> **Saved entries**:
<<<<
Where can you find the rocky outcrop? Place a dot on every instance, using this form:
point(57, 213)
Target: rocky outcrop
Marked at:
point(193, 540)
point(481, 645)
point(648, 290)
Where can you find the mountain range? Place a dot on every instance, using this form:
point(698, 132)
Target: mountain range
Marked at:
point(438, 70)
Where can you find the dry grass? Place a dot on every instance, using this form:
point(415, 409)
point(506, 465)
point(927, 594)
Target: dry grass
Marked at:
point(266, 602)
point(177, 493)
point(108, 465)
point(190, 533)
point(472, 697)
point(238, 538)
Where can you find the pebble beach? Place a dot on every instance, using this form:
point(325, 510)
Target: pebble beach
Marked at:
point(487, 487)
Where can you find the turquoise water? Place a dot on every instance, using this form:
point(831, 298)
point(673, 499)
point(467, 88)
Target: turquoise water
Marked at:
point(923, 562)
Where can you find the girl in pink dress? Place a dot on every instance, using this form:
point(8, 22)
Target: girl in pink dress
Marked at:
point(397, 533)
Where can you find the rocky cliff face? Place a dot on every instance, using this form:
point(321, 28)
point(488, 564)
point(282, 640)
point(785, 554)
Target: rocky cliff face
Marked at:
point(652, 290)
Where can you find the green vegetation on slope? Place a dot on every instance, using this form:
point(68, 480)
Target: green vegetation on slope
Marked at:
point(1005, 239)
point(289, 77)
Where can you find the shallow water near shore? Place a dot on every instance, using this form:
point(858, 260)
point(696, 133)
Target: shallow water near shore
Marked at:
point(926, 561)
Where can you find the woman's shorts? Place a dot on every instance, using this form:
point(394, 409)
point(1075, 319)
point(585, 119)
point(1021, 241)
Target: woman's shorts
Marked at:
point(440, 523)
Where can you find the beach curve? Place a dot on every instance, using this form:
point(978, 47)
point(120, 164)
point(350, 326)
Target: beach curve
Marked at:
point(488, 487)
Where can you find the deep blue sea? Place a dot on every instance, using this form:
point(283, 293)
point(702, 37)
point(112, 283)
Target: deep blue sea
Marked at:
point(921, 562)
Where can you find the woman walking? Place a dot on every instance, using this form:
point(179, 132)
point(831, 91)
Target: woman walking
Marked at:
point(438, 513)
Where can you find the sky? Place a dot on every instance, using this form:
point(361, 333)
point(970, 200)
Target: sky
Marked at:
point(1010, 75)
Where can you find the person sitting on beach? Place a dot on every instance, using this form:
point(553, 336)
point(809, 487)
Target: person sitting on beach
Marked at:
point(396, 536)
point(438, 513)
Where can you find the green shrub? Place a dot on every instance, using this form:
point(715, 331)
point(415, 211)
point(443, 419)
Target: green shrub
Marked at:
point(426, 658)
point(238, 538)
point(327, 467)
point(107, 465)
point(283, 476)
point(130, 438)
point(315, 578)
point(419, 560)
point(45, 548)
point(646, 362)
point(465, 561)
>>>>
> **Activity**: Each line in the records that carries "girl" must be copied out.

> **Exercise solution**:
Where can you find the girl in pink dress? Place a dot on every instance, using this form:
Target: girl in pink dress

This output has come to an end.